Detection examples:

+---+

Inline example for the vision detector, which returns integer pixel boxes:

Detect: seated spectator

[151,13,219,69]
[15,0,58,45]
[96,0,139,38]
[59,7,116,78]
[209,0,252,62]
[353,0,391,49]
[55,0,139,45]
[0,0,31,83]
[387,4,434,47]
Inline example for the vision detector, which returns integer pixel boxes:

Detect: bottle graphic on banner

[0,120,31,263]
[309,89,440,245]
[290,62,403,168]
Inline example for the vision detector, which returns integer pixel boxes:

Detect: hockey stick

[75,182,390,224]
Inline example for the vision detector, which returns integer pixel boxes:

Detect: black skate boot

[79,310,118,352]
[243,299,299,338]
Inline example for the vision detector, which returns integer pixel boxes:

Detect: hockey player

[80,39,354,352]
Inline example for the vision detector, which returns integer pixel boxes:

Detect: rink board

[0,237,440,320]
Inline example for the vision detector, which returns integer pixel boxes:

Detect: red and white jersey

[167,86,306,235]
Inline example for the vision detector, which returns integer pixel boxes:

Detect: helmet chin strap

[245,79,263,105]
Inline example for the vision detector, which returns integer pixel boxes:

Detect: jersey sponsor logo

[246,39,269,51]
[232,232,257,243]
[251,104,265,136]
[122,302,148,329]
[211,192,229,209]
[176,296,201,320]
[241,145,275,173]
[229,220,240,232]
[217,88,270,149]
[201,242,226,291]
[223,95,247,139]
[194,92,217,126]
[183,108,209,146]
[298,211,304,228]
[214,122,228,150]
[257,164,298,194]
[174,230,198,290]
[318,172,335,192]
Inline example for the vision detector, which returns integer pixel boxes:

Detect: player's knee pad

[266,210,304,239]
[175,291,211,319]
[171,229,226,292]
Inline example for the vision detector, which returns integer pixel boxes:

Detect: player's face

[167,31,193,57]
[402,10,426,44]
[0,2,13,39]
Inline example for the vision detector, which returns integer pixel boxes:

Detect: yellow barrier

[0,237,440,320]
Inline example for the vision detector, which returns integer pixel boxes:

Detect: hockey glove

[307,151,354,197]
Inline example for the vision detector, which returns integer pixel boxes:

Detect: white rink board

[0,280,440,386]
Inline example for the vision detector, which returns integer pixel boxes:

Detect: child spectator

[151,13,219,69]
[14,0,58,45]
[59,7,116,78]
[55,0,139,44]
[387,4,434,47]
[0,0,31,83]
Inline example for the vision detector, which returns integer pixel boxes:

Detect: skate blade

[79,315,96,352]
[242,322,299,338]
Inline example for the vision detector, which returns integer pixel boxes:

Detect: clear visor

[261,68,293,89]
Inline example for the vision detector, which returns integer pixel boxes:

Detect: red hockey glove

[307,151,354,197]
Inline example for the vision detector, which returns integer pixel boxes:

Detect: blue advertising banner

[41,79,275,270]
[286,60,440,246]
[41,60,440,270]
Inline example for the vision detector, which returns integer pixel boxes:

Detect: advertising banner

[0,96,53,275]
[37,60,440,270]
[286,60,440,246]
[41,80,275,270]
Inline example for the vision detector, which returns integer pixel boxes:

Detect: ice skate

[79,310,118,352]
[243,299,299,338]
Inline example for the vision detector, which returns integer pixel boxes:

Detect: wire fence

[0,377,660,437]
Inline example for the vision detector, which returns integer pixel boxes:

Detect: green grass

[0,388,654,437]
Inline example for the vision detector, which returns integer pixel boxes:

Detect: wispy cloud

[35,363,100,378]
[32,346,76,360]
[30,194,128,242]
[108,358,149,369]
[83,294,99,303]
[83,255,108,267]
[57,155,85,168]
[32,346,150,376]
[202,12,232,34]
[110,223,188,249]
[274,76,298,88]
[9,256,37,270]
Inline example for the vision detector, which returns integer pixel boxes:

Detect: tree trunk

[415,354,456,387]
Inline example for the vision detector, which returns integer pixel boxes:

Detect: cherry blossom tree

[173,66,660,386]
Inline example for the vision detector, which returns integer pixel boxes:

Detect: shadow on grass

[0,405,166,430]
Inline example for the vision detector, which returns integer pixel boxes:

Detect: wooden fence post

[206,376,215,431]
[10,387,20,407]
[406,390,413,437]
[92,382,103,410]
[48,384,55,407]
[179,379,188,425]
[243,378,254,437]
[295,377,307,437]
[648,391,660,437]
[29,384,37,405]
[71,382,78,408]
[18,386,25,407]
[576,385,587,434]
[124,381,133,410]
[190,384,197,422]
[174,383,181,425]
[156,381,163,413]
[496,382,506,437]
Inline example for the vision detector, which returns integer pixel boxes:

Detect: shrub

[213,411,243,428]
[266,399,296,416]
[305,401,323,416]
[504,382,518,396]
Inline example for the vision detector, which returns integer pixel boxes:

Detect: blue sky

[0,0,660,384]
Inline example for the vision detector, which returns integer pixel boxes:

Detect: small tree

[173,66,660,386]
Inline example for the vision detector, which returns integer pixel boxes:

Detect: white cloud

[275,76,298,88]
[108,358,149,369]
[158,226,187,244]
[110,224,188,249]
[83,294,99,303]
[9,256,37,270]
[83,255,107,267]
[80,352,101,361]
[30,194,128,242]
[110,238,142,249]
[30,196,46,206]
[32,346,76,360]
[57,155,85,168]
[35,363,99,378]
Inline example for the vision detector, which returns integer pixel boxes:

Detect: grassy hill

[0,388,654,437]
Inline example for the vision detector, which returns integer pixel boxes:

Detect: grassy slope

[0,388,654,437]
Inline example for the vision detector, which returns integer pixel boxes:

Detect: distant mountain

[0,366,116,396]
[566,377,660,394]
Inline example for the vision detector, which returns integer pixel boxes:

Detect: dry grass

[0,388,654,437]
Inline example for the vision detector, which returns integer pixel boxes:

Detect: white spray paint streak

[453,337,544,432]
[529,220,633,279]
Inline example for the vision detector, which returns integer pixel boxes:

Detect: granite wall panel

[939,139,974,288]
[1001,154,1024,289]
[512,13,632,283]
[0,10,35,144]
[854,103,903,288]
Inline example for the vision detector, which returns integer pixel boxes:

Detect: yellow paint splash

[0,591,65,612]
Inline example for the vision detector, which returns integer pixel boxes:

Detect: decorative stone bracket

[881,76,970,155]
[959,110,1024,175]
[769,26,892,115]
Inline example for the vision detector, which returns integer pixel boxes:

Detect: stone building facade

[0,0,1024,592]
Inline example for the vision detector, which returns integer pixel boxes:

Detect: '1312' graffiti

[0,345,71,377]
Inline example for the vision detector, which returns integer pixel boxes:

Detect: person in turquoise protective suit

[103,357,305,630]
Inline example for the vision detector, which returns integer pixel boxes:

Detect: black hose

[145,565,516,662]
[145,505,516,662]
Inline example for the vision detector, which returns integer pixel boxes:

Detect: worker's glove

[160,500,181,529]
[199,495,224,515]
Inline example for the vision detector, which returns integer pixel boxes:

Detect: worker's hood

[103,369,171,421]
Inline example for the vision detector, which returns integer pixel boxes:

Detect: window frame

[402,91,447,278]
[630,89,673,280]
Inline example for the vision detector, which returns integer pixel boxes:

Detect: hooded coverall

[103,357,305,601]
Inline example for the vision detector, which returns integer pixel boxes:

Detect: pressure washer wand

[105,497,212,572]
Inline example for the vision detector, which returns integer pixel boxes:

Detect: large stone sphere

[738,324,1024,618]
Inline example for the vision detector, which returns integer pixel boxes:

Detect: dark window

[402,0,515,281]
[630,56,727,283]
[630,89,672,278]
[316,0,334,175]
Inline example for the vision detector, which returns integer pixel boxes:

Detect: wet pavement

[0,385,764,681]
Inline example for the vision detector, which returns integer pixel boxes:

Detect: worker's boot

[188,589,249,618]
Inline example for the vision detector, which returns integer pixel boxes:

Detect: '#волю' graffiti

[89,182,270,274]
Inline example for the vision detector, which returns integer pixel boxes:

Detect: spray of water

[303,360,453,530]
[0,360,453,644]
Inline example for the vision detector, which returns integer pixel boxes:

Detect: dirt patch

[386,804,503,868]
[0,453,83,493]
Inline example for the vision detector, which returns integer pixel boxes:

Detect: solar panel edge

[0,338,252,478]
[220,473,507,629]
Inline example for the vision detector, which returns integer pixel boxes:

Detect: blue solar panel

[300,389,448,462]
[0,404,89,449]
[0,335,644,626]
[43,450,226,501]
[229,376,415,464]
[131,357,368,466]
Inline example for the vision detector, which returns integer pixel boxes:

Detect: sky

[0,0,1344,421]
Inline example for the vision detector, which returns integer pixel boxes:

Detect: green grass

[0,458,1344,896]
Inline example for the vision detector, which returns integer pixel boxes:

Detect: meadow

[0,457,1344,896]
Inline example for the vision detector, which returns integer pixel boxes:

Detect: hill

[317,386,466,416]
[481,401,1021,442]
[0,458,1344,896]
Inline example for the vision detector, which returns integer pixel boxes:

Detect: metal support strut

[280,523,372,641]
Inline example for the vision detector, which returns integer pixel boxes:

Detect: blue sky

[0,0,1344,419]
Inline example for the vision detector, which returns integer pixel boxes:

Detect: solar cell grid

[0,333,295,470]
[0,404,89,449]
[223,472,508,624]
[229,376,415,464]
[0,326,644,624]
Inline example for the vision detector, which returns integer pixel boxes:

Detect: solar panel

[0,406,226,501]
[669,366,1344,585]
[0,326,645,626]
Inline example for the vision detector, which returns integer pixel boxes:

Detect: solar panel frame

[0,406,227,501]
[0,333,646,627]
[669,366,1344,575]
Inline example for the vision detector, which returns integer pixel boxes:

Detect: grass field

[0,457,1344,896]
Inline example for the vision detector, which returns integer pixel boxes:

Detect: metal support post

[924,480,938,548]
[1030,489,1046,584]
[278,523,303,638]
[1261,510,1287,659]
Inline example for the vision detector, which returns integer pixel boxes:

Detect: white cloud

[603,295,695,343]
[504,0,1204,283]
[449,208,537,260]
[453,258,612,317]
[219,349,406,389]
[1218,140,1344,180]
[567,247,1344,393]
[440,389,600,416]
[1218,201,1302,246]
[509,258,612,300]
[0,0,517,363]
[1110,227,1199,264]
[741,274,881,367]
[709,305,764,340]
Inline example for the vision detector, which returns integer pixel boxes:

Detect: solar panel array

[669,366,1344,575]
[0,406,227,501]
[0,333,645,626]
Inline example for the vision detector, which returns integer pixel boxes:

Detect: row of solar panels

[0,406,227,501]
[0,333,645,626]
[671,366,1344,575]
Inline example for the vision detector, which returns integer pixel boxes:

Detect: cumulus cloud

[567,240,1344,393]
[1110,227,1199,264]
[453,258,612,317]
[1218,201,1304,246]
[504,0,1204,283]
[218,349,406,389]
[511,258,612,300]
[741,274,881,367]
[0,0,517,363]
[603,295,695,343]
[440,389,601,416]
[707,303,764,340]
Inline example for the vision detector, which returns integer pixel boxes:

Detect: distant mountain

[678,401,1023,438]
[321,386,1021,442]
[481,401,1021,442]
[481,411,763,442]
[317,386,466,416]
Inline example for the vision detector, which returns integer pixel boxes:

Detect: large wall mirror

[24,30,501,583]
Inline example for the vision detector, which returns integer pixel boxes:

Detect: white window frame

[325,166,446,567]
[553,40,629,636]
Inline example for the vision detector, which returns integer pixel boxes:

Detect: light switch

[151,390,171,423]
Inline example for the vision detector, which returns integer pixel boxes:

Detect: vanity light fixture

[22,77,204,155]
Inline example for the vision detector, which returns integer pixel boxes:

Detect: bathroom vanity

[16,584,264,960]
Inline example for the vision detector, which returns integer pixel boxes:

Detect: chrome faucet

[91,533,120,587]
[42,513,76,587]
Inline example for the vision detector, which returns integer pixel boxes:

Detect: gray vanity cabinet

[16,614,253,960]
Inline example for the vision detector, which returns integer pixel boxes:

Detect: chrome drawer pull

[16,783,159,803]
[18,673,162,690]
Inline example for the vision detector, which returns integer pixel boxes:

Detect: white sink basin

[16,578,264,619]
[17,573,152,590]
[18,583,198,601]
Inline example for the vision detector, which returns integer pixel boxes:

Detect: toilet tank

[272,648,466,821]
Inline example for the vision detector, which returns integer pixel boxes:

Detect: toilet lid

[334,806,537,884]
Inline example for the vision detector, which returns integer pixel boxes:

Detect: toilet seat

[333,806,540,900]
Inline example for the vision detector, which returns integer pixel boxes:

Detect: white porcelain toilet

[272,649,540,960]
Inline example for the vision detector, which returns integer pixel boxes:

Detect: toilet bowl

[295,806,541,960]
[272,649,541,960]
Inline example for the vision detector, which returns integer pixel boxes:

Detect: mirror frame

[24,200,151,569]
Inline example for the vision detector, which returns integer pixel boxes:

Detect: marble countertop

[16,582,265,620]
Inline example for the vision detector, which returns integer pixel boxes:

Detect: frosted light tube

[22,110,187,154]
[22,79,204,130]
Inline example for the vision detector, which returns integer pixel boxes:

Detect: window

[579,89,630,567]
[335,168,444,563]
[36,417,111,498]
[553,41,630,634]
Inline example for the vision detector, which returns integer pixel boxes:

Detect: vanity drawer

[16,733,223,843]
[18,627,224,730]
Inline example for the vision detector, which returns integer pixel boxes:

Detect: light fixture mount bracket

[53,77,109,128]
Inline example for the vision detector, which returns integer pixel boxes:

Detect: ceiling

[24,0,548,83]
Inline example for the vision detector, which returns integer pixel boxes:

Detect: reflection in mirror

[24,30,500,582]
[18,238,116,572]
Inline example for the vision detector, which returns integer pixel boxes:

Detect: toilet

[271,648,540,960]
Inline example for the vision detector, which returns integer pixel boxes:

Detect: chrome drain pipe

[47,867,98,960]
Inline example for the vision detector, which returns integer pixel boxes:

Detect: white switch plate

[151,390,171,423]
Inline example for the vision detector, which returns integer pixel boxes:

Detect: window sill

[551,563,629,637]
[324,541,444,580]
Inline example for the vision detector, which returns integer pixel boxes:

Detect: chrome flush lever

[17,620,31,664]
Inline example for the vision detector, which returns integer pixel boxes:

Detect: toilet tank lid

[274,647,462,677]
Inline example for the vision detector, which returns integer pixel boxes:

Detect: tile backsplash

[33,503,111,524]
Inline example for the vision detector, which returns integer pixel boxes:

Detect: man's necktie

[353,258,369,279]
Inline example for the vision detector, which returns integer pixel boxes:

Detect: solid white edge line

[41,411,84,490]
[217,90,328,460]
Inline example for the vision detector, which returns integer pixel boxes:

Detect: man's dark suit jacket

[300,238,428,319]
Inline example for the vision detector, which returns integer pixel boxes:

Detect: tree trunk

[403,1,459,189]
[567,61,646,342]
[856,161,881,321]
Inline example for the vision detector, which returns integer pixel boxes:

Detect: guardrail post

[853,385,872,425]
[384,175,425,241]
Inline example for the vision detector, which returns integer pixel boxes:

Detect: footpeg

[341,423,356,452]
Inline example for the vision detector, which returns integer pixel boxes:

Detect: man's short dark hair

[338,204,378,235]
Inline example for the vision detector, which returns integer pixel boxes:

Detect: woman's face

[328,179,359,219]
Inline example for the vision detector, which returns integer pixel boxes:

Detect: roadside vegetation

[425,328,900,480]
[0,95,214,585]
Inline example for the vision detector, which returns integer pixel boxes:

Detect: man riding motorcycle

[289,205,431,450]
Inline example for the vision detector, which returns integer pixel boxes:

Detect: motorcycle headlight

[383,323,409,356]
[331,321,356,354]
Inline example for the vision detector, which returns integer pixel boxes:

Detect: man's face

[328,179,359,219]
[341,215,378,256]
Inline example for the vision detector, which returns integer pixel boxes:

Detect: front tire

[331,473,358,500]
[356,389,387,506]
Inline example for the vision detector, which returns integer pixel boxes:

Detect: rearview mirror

+---+

**TASK**: How many lines of the material above contain the string "board"? Case counts. Give only the number.

**REPLY TO THE TASK**: 2